┌─ DATA LINES

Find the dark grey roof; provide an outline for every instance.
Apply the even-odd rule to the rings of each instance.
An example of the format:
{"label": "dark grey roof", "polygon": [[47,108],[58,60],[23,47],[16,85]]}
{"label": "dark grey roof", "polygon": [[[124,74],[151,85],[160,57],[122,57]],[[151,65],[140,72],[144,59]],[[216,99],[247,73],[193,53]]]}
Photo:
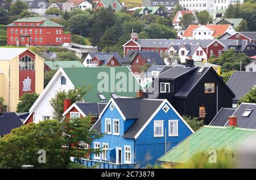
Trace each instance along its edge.
{"label": "dark grey roof", "polygon": [[[168,69],[168,68],[169,69]],[[197,68],[196,66],[193,66],[193,67],[183,67],[183,66],[166,66],[166,68],[164,68],[162,72],[161,72],[161,73],[158,75],[158,77],[160,79],[174,79],[190,71],[195,70],[195,69]],[[168,70],[164,71],[164,70],[166,70],[167,69]]]}
{"label": "dark grey roof", "polygon": [[92,57],[92,59],[96,55],[113,55],[119,63],[125,63],[123,61],[123,58],[118,52],[90,52],[89,54],[90,57]]}
{"label": "dark grey roof", "polygon": [[251,40],[256,40],[256,32],[239,32],[239,33]]}
{"label": "dark grey roof", "polygon": [[9,133],[13,129],[23,124],[15,112],[2,112],[0,115],[0,136]]}
{"label": "dark grey roof", "polygon": [[209,125],[224,126],[228,120],[228,116],[232,116],[236,110],[233,108],[221,108]]}
{"label": "dark grey roof", "polygon": [[234,100],[239,101],[256,85],[256,72],[235,71],[227,85],[236,95]]}
{"label": "dark grey roof", "polygon": [[151,51],[130,51],[125,56],[124,61],[131,62],[138,54],[139,54],[143,58],[146,59],[146,63],[158,65],[166,64],[158,52]]}
{"label": "dark grey roof", "polygon": [[106,103],[77,102],[76,104],[86,115],[90,114],[92,116],[98,116]]}
{"label": "dark grey roof", "polygon": [[[242,115],[246,110],[252,111],[248,117]],[[256,104],[241,103],[236,112],[233,114],[237,117],[237,126],[240,128],[256,129]],[[226,125],[228,125],[227,123]]]}
{"label": "dark grey roof", "polygon": [[[159,107],[163,99],[141,98],[118,98],[114,101],[127,119],[135,119],[134,123],[125,133],[123,137],[134,138],[150,116]],[[101,132],[101,119],[92,127],[97,133]]]}

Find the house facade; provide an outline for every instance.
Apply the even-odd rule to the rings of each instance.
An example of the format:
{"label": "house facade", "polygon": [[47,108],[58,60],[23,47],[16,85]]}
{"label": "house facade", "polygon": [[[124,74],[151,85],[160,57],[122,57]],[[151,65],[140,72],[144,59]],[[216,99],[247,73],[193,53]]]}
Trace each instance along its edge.
{"label": "house facade", "polygon": [[166,98],[181,115],[200,116],[208,124],[221,107],[232,107],[234,94],[212,67],[193,63],[187,60],[185,66],[166,66],[153,78],[146,97]]}
{"label": "house facade", "polygon": [[0,97],[8,111],[16,111],[25,93],[41,94],[44,60],[27,48],[0,48]]}
{"label": "house facade", "polygon": [[[126,83],[120,84],[116,77],[127,79]],[[53,108],[49,102],[57,91],[88,86],[90,88],[82,97],[88,102],[105,103],[118,95],[135,97],[141,89],[127,67],[60,68],[30,109],[24,124],[52,119]]]}
{"label": "house facade", "polygon": [[104,151],[83,163],[110,168],[154,165],[194,132],[166,99],[142,98],[111,99],[91,129],[104,134],[91,144]]}
{"label": "house facade", "polygon": [[43,17],[24,18],[7,26],[9,45],[59,45],[71,42],[63,26]]}

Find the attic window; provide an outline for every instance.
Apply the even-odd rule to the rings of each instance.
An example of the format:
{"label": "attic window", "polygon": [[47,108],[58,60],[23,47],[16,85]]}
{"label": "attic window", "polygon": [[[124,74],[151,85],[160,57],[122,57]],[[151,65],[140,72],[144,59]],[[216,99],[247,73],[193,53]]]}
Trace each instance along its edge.
{"label": "attic window", "polygon": [[248,117],[250,115],[250,114],[251,114],[251,111],[253,111],[253,110],[248,110],[248,109],[247,109],[246,110],[245,110],[245,112],[243,112],[243,114],[242,115],[242,116],[243,116],[243,117]]}
{"label": "attic window", "polygon": [[165,104],[164,106],[163,107],[163,110],[164,110],[164,112],[167,112],[169,110],[170,107],[167,106],[167,104]]}
{"label": "attic window", "polygon": [[114,106],[113,103],[111,103],[110,106],[109,106],[109,107],[110,107],[110,110],[112,111],[113,111],[113,110],[114,109],[114,108],[115,107],[115,106]]}
{"label": "attic window", "polygon": [[98,95],[101,100],[106,100],[106,98],[102,94],[99,94]]}

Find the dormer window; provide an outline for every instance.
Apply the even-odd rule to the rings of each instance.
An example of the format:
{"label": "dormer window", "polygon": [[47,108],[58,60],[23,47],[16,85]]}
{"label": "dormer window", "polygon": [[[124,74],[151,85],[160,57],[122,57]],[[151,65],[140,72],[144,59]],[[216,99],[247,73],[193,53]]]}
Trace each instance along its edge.
{"label": "dormer window", "polygon": [[112,111],[113,111],[113,110],[114,109],[114,108],[115,107],[115,106],[114,106],[113,103],[111,103],[110,106],[109,106],[110,107],[110,110]]}
{"label": "dormer window", "polygon": [[167,112],[169,110],[170,107],[167,106],[167,104],[165,104],[164,106],[163,107],[163,110],[164,110],[164,112]]}
{"label": "dormer window", "polygon": [[252,111],[253,111],[253,110],[247,109],[246,110],[245,110],[245,112],[243,112],[242,116],[248,117],[250,115],[250,114],[251,113]]}

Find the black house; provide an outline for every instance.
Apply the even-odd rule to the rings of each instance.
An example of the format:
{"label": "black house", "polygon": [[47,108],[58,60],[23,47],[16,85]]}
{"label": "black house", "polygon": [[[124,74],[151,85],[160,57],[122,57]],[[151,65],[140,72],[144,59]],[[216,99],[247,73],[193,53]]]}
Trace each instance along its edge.
{"label": "black house", "polygon": [[145,97],[168,99],[181,115],[199,117],[200,112],[205,124],[222,107],[232,107],[235,97],[212,67],[195,66],[193,60],[185,66],[166,66],[153,80]]}

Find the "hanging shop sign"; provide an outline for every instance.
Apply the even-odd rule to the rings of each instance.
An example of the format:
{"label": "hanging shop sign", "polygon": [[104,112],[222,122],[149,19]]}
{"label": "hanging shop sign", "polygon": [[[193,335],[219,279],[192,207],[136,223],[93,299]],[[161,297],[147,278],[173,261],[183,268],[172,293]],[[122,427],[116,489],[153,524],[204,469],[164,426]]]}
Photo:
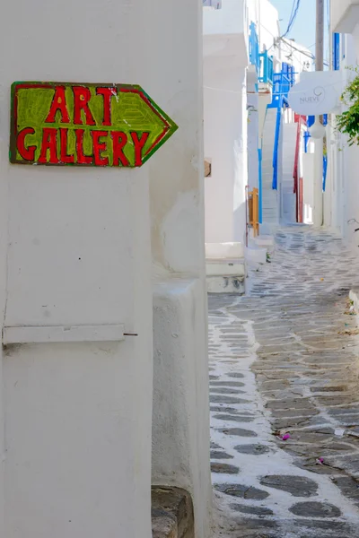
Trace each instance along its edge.
{"label": "hanging shop sign", "polygon": [[139,167],[177,128],[141,86],[12,85],[13,164]]}
{"label": "hanging shop sign", "polygon": [[289,106],[302,116],[329,114],[339,105],[342,89],[339,72],[302,73],[289,92]]}

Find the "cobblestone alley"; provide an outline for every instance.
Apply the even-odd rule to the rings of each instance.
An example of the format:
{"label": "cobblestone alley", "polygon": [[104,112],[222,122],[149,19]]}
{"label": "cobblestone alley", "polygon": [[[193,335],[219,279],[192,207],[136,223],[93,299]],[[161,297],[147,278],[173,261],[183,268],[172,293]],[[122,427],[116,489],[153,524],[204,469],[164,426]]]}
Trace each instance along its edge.
{"label": "cobblestone alley", "polygon": [[293,226],[247,296],[210,296],[216,538],[359,537],[358,267]]}

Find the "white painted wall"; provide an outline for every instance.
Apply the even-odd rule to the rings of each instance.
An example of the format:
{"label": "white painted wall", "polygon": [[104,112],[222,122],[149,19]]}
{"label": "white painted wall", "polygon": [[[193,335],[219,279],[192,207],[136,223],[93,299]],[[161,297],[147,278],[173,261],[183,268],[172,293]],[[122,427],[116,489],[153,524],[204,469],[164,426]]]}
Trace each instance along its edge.
{"label": "white painted wall", "polygon": [[[333,4],[336,7],[336,4]],[[334,24],[334,22],[333,22]],[[346,67],[356,64],[359,57],[359,26],[354,25],[353,34],[341,36],[340,62],[345,85],[353,77],[353,73]],[[346,106],[342,105],[340,111]],[[359,187],[357,181],[357,162],[359,148],[349,147],[345,135],[336,132],[336,116],[331,116],[328,127],[328,176],[327,180],[327,192],[324,195],[325,222],[334,230],[339,231],[344,239],[354,248],[357,248],[359,209],[357,199]]]}
{"label": "white painted wall", "polygon": [[295,222],[296,196],[293,193],[293,176],[298,124],[284,123],[283,129],[282,216],[286,222]]}
{"label": "white painted wall", "polygon": [[259,98],[251,87],[247,95],[248,103],[248,184],[250,190],[258,187],[259,147]]}
{"label": "white painted wall", "polygon": [[203,12],[204,35],[243,34],[248,28],[246,0],[222,0],[222,7]]}
{"label": "white painted wall", "polygon": [[202,6],[192,0],[156,0],[150,20],[161,22],[162,30],[161,39],[148,39],[149,54],[155,61],[148,60],[146,89],[179,126],[161,154],[149,161],[154,349],[152,476],[155,484],[189,490],[196,538],[209,538]]}
{"label": "white painted wall", "polygon": [[275,40],[280,36],[278,10],[269,0],[259,0],[259,43],[260,50],[269,50],[275,55]]}
{"label": "white painted wall", "polygon": [[[0,385],[6,411],[4,439],[0,410],[1,455],[4,440],[7,448],[0,467],[0,535],[150,538],[152,244],[163,271],[189,273],[197,282],[179,318],[196,312],[197,321],[191,332],[188,327],[187,347],[180,346],[173,360],[185,350],[195,365],[188,373],[195,375],[196,402],[192,391],[181,420],[189,428],[190,417],[192,431],[198,430],[188,456],[192,476],[175,473],[173,482],[180,485],[186,474],[197,536],[207,538],[200,6],[169,0],[109,0],[105,6],[63,0],[49,6],[45,0],[19,0],[3,11],[1,44],[8,52],[0,70],[0,312],[4,317],[8,241],[8,325],[123,323],[138,336],[8,349]],[[15,19],[19,37],[9,48]],[[64,32],[73,39],[54,40]],[[37,51],[35,64],[25,50]],[[140,83],[177,121],[180,134],[140,170],[10,166],[9,91],[15,80]],[[174,347],[181,342],[171,339]],[[156,477],[163,483],[163,474]]]}

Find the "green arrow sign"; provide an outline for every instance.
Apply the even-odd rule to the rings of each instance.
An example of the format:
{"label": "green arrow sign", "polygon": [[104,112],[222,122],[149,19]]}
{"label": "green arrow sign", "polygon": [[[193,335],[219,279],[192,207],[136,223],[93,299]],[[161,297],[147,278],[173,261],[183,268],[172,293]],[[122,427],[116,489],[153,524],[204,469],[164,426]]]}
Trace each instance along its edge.
{"label": "green arrow sign", "polygon": [[177,128],[141,86],[12,85],[13,164],[138,167]]}

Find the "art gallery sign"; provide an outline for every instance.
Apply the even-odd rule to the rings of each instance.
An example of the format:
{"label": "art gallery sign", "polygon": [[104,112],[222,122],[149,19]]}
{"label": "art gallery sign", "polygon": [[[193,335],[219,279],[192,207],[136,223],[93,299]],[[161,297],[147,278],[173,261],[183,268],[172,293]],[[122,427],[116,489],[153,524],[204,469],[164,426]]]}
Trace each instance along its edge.
{"label": "art gallery sign", "polygon": [[139,167],[177,128],[140,86],[12,85],[13,164]]}
{"label": "art gallery sign", "polygon": [[289,106],[302,116],[329,114],[339,106],[342,91],[342,74],[338,71],[303,72],[289,92]]}

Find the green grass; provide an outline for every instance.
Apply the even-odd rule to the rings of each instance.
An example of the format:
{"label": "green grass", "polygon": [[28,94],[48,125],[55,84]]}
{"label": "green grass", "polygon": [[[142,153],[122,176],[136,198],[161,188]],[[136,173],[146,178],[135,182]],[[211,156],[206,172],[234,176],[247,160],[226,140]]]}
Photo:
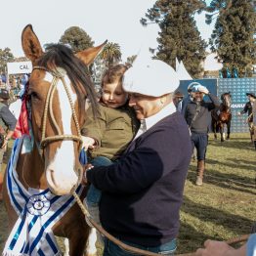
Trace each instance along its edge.
{"label": "green grass", "polygon": [[[212,138],[203,186],[194,185],[196,163],[192,161],[190,166],[177,253],[195,251],[208,238],[226,240],[249,234],[256,221],[256,150],[249,134],[232,134],[232,139],[224,143]],[[2,202],[0,227],[2,251],[8,235]]]}

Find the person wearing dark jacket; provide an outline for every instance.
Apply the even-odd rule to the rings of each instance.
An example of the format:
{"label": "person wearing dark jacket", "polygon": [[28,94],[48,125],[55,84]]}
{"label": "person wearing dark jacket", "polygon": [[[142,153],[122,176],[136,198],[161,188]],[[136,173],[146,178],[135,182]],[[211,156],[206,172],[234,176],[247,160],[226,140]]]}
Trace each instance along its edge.
{"label": "person wearing dark jacket", "polygon": [[[103,192],[103,227],[122,242],[171,255],[192,146],[188,125],[172,102],[179,86],[174,69],[140,58],[124,74],[123,87],[141,127],[115,164],[88,169],[84,180]],[[131,255],[105,240],[104,256]]]}
{"label": "person wearing dark jacket", "polygon": [[251,136],[251,142],[253,142],[253,115],[252,113],[252,107],[254,104],[256,104],[256,96],[254,93],[246,93],[246,96],[249,100],[243,107],[243,109],[240,112],[237,112],[238,115],[247,113],[248,114],[248,119],[247,123],[249,126],[249,131],[250,131],[250,136]]}
{"label": "person wearing dark jacket", "polygon": [[[208,127],[210,112],[220,106],[216,96],[209,93],[208,89],[198,83],[192,89],[193,100],[191,101],[185,109],[185,119],[191,129],[192,148],[196,149],[197,154],[197,177],[195,184],[202,185],[205,169],[205,154],[208,145]],[[210,103],[203,101],[203,96],[208,95]]]}

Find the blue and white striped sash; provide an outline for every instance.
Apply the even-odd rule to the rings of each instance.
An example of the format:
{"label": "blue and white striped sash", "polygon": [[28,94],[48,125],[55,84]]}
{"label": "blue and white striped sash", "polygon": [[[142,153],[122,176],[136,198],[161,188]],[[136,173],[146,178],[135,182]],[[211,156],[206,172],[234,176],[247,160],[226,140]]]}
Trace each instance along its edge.
{"label": "blue and white striped sash", "polygon": [[[3,251],[4,256],[62,255],[52,227],[75,203],[72,195],[55,195],[49,189],[26,191],[16,172],[23,137],[17,139],[7,168],[7,188],[11,203],[19,219],[13,228]],[[77,194],[83,190],[79,186]]]}

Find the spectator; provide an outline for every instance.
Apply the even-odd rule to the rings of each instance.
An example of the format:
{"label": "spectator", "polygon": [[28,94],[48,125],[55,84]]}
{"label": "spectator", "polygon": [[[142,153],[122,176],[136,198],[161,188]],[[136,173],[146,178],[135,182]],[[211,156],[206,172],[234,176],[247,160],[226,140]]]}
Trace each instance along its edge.
{"label": "spectator", "polygon": [[192,101],[192,88],[193,86],[198,86],[199,84],[197,82],[192,82],[188,86],[188,96],[183,99],[183,101],[179,104],[178,110],[184,115],[185,114],[185,109],[187,105]]}
{"label": "spectator", "polygon": [[15,116],[15,118],[18,120],[21,113],[22,101],[21,99],[20,94],[15,95],[15,98],[16,101],[10,104],[9,109],[12,112],[12,114]]}
{"label": "spectator", "polygon": [[[94,119],[89,108],[82,128],[84,147],[89,148],[90,162],[94,166],[109,165],[118,160],[139,129],[135,111],[128,106],[128,94],[122,88],[127,67],[116,64],[103,75],[100,114]],[[91,216],[100,223],[98,204],[101,192],[90,186],[86,203]]]}
{"label": "spectator", "polygon": [[[208,89],[198,83],[192,88],[192,101],[188,103],[185,109],[185,119],[191,129],[192,149],[196,149],[197,177],[195,185],[202,185],[205,168],[205,154],[208,145],[208,126],[210,111],[220,106],[216,96],[209,93]],[[211,103],[203,101],[204,95],[208,95]]]}
{"label": "spectator", "polygon": [[[188,126],[172,102],[179,86],[167,64],[137,58],[124,74],[129,106],[141,120],[118,162],[88,169],[85,181],[103,192],[103,227],[126,244],[171,255],[191,158]],[[131,255],[106,239],[104,256]]]}
{"label": "spectator", "polygon": [[253,142],[253,115],[252,113],[252,106],[256,103],[256,96],[253,93],[246,93],[246,96],[249,100],[243,107],[243,109],[239,112],[237,112],[238,115],[248,113],[248,119],[247,123],[249,126],[250,136],[251,136],[251,142]]}
{"label": "spectator", "polygon": [[180,91],[176,91],[174,93],[173,103],[178,111],[181,111],[181,109],[179,109],[179,106],[180,106],[180,103],[183,101],[183,98],[184,98],[184,95]]}
{"label": "spectator", "polygon": [[16,118],[9,110],[6,102],[9,93],[6,89],[0,89],[0,200],[2,200],[3,170],[2,163],[4,152],[9,140],[12,138],[16,126]]}

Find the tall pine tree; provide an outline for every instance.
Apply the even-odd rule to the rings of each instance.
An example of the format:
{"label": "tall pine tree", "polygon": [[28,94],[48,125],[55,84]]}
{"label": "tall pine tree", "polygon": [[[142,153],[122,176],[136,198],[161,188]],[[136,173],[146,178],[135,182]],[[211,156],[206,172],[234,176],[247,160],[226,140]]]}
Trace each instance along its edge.
{"label": "tall pine tree", "polygon": [[[158,0],[146,17],[159,24],[156,58],[175,67],[175,59],[183,61],[189,73],[197,78],[202,71],[206,42],[196,27],[194,14],[205,8],[202,0]],[[146,19],[141,22],[146,23]]]}
{"label": "tall pine tree", "polygon": [[[237,70],[239,77],[251,76],[256,64],[256,12],[252,0],[213,0],[206,15],[210,23],[216,19],[211,35],[211,50],[223,63],[223,71]],[[217,15],[217,16],[216,16]],[[234,75],[233,75],[234,76]]]}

└─

### [WHAT YOU NEED TO DO]
Begin with the line that contains "Find the tall" and end with the last line of the records; set down every line in that span exactly, and nothing else.

### [REPLY TO THE EXERCISE]
Find the tall pine tree; provide an outline for every instance.
Apply the even-odd rule to the rings of each instance.
An example of the format:
{"label": "tall pine tree", "polygon": [[28,94],[48,125],[55,84]]}
{"label": "tall pine tree", "polygon": [[[142,153],[122,176],[136,198],[161,188]],[[136,173],[146,178],[135,182]],[[211,156],[206,172],[234,176],[247,160],[226,140]]]}
Trace each instance along its edge.
{"label": "tall pine tree", "polygon": [[[158,0],[146,17],[159,24],[156,58],[175,67],[175,59],[183,61],[189,73],[197,78],[202,71],[206,42],[196,27],[194,14],[205,8],[202,0]],[[146,19],[141,22],[146,23]]]}
{"label": "tall pine tree", "polygon": [[[237,70],[239,77],[251,76],[256,64],[256,12],[252,0],[213,0],[206,15],[210,23],[216,19],[211,35],[211,50],[223,63],[223,71]],[[217,15],[217,16],[216,16]],[[234,75],[233,75],[234,76]]]}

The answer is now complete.